Exercise details: Begin at the line that contains "Locate every instance of the street pavement" and quote each line exactly through the last one. Leave pictures out.

— Start of Entries shown —

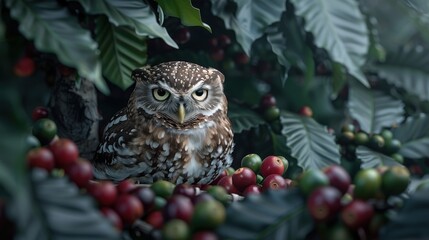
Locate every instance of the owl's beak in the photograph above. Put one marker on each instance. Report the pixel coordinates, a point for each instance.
(181, 113)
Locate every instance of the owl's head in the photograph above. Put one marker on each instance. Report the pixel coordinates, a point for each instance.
(179, 92)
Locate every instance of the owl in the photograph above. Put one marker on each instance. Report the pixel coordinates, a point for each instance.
(174, 127)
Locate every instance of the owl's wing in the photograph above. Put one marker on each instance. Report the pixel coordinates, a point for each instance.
(115, 159)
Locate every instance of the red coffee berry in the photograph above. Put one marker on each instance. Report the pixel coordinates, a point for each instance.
(274, 181)
(146, 195)
(204, 235)
(219, 177)
(324, 203)
(24, 67)
(39, 112)
(125, 187)
(241, 58)
(41, 158)
(226, 182)
(252, 189)
(155, 219)
(113, 217)
(212, 42)
(243, 177)
(272, 165)
(65, 152)
(185, 190)
(80, 172)
(129, 208)
(104, 192)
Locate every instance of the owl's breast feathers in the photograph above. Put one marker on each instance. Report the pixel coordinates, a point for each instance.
(149, 149)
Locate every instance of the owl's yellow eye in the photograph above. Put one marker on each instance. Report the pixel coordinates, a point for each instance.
(200, 94)
(160, 94)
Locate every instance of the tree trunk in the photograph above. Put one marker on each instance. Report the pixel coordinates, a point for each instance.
(74, 109)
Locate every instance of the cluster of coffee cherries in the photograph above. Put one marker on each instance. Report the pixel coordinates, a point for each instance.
(343, 208)
(382, 142)
(171, 211)
(255, 175)
(183, 211)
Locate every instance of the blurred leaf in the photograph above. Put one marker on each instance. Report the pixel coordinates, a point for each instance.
(277, 40)
(55, 30)
(122, 51)
(411, 220)
(249, 19)
(414, 136)
(407, 68)
(132, 13)
(340, 28)
(298, 52)
(58, 210)
(339, 77)
(373, 109)
(243, 118)
(272, 215)
(373, 159)
(376, 51)
(183, 9)
(310, 143)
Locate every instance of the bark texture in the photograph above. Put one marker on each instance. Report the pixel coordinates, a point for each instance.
(75, 111)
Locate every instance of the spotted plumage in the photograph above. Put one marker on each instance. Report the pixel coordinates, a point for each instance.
(175, 127)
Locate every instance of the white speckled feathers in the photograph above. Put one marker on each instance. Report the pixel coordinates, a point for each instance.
(145, 140)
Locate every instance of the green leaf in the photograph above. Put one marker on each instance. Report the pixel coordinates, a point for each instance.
(276, 38)
(339, 77)
(373, 109)
(272, 215)
(243, 118)
(183, 9)
(55, 30)
(411, 220)
(372, 159)
(311, 144)
(58, 210)
(339, 27)
(250, 18)
(135, 14)
(407, 69)
(414, 136)
(122, 51)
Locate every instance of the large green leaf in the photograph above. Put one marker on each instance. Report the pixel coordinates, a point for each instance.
(373, 109)
(408, 69)
(340, 28)
(372, 159)
(122, 51)
(414, 136)
(310, 142)
(55, 30)
(411, 220)
(58, 210)
(243, 118)
(183, 9)
(277, 40)
(272, 215)
(250, 19)
(132, 13)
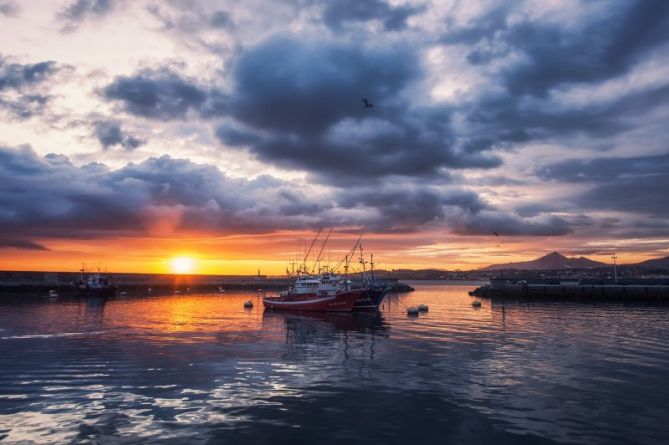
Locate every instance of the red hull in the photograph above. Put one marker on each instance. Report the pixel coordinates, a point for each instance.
(341, 302)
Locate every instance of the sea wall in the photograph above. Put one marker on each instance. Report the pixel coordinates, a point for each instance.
(570, 291)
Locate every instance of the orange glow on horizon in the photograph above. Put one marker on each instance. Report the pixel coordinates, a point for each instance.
(272, 253)
(182, 264)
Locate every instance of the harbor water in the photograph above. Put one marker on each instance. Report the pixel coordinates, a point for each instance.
(200, 368)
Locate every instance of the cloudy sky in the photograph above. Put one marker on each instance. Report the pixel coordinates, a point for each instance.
(134, 131)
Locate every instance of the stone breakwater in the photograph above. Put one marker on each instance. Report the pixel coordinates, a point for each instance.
(638, 291)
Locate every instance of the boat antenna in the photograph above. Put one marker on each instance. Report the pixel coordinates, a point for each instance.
(371, 266)
(349, 255)
(318, 258)
(304, 262)
(363, 262)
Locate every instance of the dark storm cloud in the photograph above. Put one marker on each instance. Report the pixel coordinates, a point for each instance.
(489, 222)
(110, 134)
(157, 94)
(607, 46)
(509, 121)
(298, 104)
(221, 19)
(79, 11)
(338, 13)
(9, 9)
(21, 92)
(637, 184)
(17, 76)
(406, 207)
(43, 197)
(51, 197)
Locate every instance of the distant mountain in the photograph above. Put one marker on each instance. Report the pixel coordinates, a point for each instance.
(657, 263)
(552, 261)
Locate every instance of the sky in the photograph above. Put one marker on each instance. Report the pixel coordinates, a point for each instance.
(134, 132)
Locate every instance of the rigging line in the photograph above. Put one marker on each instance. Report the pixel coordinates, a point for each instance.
(321, 251)
(304, 262)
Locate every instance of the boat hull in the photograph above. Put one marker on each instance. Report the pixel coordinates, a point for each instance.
(340, 302)
(107, 291)
(370, 299)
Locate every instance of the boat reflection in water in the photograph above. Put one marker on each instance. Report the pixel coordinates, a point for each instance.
(170, 368)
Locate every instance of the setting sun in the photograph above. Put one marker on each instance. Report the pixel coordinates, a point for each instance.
(182, 264)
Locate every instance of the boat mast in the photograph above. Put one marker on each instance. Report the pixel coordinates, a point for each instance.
(318, 258)
(304, 262)
(371, 267)
(364, 269)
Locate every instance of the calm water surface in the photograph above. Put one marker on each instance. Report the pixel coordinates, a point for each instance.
(200, 368)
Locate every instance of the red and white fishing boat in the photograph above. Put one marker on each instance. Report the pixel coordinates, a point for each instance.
(324, 293)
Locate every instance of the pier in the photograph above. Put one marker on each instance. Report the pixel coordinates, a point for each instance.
(629, 291)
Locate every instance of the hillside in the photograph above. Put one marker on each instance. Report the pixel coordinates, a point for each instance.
(552, 261)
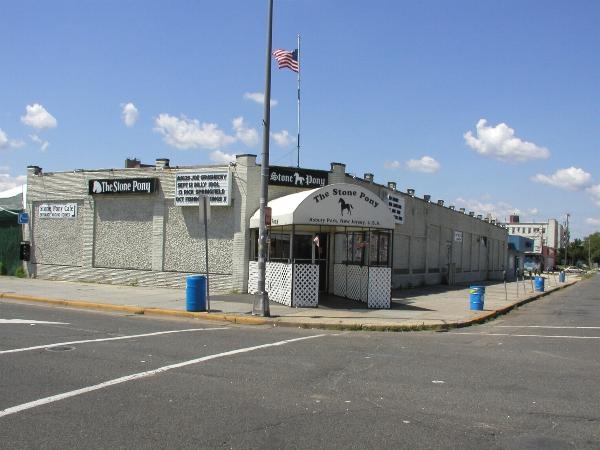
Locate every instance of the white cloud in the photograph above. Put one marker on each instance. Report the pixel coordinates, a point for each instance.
(37, 117)
(283, 138)
(258, 97)
(594, 192)
(5, 142)
(8, 182)
(222, 158)
(184, 133)
(592, 221)
(129, 113)
(426, 165)
(249, 136)
(43, 144)
(500, 142)
(571, 179)
(392, 164)
(500, 210)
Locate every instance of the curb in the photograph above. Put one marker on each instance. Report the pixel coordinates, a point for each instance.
(282, 322)
(131, 309)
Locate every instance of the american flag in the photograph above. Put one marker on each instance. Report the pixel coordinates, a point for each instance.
(287, 59)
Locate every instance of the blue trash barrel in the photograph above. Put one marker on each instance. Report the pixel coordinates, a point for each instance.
(539, 284)
(195, 293)
(476, 297)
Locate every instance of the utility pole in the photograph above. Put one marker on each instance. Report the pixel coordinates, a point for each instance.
(567, 241)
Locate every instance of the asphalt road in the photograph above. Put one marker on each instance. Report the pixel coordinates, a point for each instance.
(97, 380)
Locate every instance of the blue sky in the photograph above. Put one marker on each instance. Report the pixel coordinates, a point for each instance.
(489, 105)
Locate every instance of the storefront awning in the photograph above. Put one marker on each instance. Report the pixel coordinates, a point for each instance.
(333, 205)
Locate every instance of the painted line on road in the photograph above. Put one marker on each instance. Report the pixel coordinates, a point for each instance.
(137, 376)
(30, 322)
(551, 327)
(528, 335)
(118, 338)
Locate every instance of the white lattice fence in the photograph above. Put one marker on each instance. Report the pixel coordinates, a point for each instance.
(278, 281)
(339, 280)
(306, 285)
(380, 279)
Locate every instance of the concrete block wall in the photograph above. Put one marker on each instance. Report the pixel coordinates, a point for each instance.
(120, 239)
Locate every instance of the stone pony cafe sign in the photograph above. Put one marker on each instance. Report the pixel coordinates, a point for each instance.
(57, 210)
(336, 205)
(297, 177)
(190, 186)
(123, 186)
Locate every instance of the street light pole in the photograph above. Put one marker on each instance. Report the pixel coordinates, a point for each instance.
(261, 301)
(567, 242)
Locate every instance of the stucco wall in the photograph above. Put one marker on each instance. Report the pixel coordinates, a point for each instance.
(185, 240)
(123, 232)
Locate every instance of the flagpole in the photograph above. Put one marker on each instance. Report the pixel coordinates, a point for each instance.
(260, 305)
(298, 138)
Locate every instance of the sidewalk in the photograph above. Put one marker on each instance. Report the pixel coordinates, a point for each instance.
(428, 307)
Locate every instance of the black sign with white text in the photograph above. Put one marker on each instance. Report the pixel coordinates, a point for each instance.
(123, 186)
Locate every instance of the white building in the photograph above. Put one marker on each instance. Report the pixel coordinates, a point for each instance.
(141, 226)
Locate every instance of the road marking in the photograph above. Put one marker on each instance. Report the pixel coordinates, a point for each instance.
(30, 322)
(529, 335)
(137, 376)
(118, 338)
(547, 326)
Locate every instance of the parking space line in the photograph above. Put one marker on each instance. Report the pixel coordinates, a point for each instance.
(137, 376)
(117, 338)
(548, 326)
(528, 335)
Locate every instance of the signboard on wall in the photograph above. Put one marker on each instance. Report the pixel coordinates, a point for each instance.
(216, 185)
(297, 177)
(122, 186)
(396, 205)
(57, 210)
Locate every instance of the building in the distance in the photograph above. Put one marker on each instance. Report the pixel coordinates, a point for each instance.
(546, 239)
(330, 232)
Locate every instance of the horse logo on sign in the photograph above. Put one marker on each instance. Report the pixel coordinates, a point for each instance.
(345, 206)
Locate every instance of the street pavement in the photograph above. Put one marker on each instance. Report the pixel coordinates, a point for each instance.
(427, 307)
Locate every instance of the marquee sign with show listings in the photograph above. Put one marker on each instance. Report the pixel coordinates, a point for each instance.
(215, 185)
(123, 186)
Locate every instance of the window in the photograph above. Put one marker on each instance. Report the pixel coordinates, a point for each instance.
(279, 247)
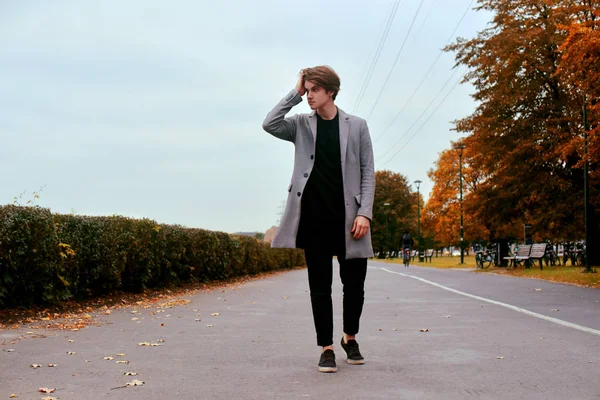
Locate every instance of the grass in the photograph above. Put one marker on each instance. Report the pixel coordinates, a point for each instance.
(438, 262)
(570, 275)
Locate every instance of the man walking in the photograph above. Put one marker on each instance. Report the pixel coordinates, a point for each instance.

— End of Entries shown —

Written response:
Locate every instance of the street pavement in the photograph above. Put one marker on each instance. Report the pixel coordinates, a point for each instance.
(427, 307)
Locate every instance of the marquee sign with show listings in the photograph above. Put one marker on each instance. Report the pixel coordinates, a point for each instance.
(215, 185)
(123, 186)
Locate every instance of the window in the photograph above. Put one marker on each instance. Report the pixel coordinates, a point for each instance.
(279, 247)
Locate every instance of the grass in the photograph above. Put one marker on each instance. Report the pixel coordinates, a point for each instance.
(438, 262)
(570, 275)
Locate every instance of the man walking in the photograph above. Put one marker on each instance. Report the pixel coordinates, a point for each instance.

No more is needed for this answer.